§ **Goal of the exercise**: Copy all the entries below exactly, but not the pictures.
[Start of section]
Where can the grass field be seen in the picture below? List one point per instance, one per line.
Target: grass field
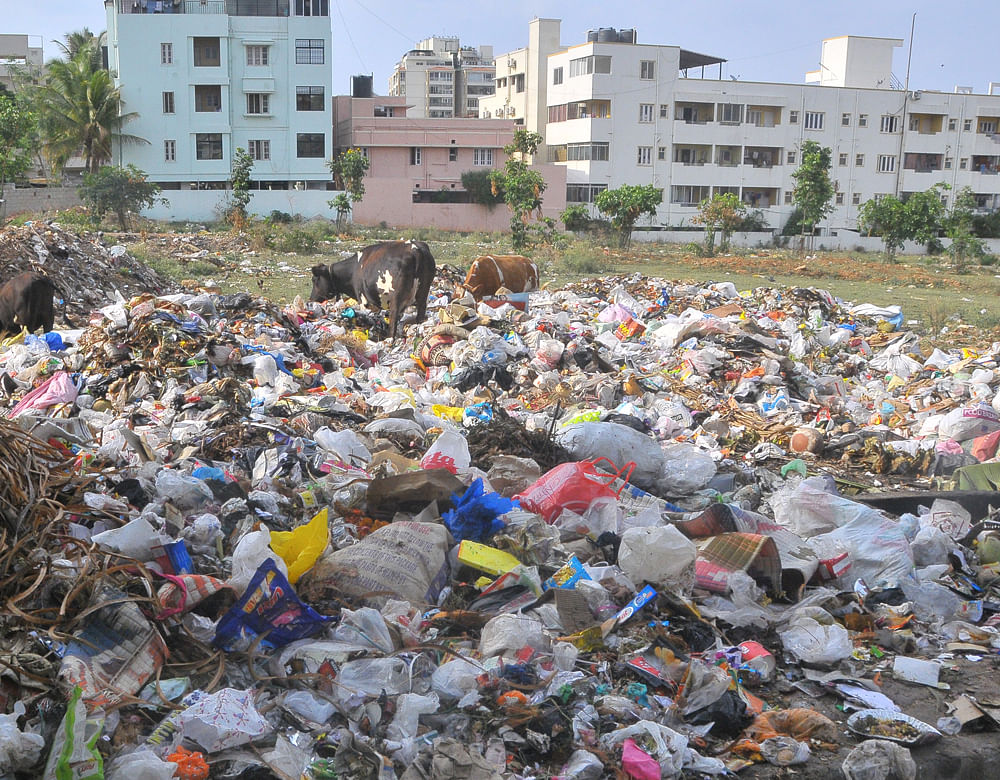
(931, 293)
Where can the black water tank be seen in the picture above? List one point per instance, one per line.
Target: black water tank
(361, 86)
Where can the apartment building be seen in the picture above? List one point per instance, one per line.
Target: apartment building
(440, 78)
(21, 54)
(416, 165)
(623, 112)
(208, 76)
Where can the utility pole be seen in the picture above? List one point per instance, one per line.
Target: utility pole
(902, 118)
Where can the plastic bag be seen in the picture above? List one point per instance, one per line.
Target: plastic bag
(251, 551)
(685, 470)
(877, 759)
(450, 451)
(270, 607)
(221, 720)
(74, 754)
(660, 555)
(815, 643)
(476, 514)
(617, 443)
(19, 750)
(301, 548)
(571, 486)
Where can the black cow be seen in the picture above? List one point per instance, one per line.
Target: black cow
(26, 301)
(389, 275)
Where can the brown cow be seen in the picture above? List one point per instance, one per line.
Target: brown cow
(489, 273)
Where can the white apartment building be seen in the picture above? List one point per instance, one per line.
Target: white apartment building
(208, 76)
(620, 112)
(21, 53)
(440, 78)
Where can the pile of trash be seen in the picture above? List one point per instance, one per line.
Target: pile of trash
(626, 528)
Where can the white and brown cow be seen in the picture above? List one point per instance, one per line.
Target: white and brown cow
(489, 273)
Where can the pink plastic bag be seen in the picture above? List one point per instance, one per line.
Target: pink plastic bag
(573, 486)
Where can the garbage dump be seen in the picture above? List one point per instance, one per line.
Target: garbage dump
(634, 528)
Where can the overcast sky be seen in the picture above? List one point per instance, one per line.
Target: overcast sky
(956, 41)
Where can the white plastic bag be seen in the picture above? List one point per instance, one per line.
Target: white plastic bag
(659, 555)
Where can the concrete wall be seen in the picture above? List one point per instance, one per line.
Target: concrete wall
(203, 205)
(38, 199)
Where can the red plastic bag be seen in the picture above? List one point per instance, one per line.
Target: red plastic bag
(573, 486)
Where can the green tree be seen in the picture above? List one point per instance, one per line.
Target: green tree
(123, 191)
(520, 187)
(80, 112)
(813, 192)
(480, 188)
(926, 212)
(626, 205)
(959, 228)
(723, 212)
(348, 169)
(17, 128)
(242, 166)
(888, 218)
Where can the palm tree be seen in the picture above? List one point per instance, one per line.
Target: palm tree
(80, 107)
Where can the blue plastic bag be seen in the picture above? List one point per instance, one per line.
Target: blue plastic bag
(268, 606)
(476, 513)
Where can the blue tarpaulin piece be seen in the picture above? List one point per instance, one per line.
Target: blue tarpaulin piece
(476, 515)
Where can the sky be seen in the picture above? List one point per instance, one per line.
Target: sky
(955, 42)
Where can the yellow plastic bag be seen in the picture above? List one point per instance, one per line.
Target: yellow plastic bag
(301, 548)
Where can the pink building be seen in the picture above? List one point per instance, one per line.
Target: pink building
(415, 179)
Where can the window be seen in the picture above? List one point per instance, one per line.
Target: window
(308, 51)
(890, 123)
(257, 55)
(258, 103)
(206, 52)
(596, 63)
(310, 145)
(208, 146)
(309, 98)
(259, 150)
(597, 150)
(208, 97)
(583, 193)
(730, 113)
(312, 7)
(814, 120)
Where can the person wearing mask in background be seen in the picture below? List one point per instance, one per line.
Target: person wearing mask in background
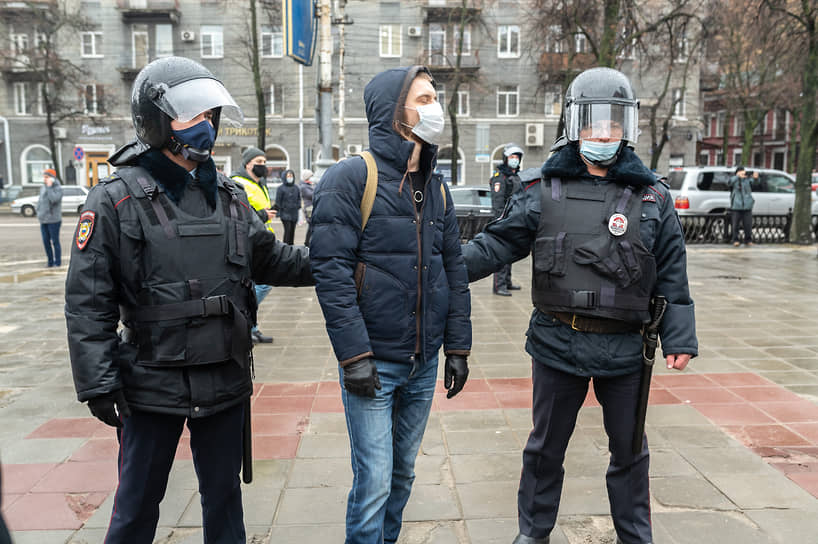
[End of section]
§ **Completed exercise**:
Where can the grass field be seen in the picture below? List one point per instance, one per line.
Target: grass field
(931, 293)
Where can the black water tank be seen in the picture above? List one point per instance, one per line.
Target: black water tank
(361, 86)
Where can the apartment building be seen in the picture above? List one point per instance, one per line.
Target: apartment building
(440, 78)
(21, 54)
(416, 165)
(623, 112)
(208, 76)
Where can the utility pole be seen in the picture above? List one point per instance, one per line.
Target: utility pole
(902, 118)
Where can the plastic bag be seen in the picture above? List one point per instance, one per line.
Target: plastic bag
(251, 551)
(685, 470)
(877, 759)
(450, 451)
(270, 607)
(221, 720)
(74, 754)
(660, 555)
(815, 643)
(476, 514)
(617, 443)
(19, 750)
(301, 548)
(571, 486)
Where can the black cow be seen in the picture above? List one point per instance, one per line.
Target: black cow
(26, 301)
(389, 275)
Where can the brown cow be seen in the picture above? List one point per instance, one per line.
Target: brown cow
(489, 273)
Where can the white apartment building be seen in the picture above? List one point per instance, one per line.
Target: white apartment building
(208, 76)
(620, 112)
(21, 53)
(440, 78)
Where can the pile of trash be seen in the picture above? List one point per instance, one per line.
Target: pile of trash
(626, 528)
Where can the white and brown cow be seen in the picture above? List one point per instance, one per line.
Target: white and brown cow
(489, 273)
Where can the pink plastic bag be seen in the picture above? List one point per instance, one per line.
Target: pink plastic bag
(573, 486)
Where can the garbage dump be seen in the picture above? List one point per instance, one per line.
Target: garbage dump
(634, 528)
Where can the overcast sky be seen in the picture above? List one point per instance, one per line.
Target: overcast sky
(956, 41)
Where can the white plastic bag be seen in the picture above? List one point per instance, one per line.
Target: white plastic bag
(659, 555)
Where can the concrete wall be seen in the picture above? List one point per instance, one per line.
Target: concrete wall
(203, 205)
(38, 199)
Where can the red plastic bag be seen in the picture above? List one point per instance, one per line.
Target: red plastic bag
(573, 486)
Where can the green tree be seen in the picture above? List one point per instance, one per line.
Target: green tree
(123, 191)
(520, 187)
(80, 112)
(813, 192)
(480, 188)
(926, 212)
(626, 205)
(959, 228)
(723, 212)
(348, 169)
(17, 128)
(242, 166)
(888, 218)
Where can the palm tree be seen in the picture above? List one point per instance, one per line.
Target: palm tree
(80, 107)
Where can the blue plastic bag be seen in the picture above? List one point per instance, one per line.
Target: blue plastic bag
(268, 606)
(476, 513)
Where can the blue tarpaulin piece be seen in the picture above? List one point per instance, one per line.
Target: blue tarpaulin piece
(476, 515)
Where can the sky be seen in the picture above? List one point per instance, one per line.
Target: sky
(955, 42)
Where can the yellow plastic bag be seen in the picture above? List one point per instance, one per line.
Target: yellow plastic bag
(301, 548)
Where can the pink building be seen in the picture above? List one point per instance, one per line.
Target: pink building
(415, 179)
Where can the window be seen in the picture above? List one point per instance, one per line.
Target: window
(308, 51)
(890, 123)
(257, 55)
(258, 103)
(206, 52)
(596, 63)
(310, 145)
(208, 146)
(309, 98)
(259, 150)
(597, 150)
(208, 97)
(583, 193)
(730, 113)
(312, 7)
(814, 120)
Where can the person wearing mask in background be seen in the picture below? List one point per instance, one per line.
Target: person wearing mask in background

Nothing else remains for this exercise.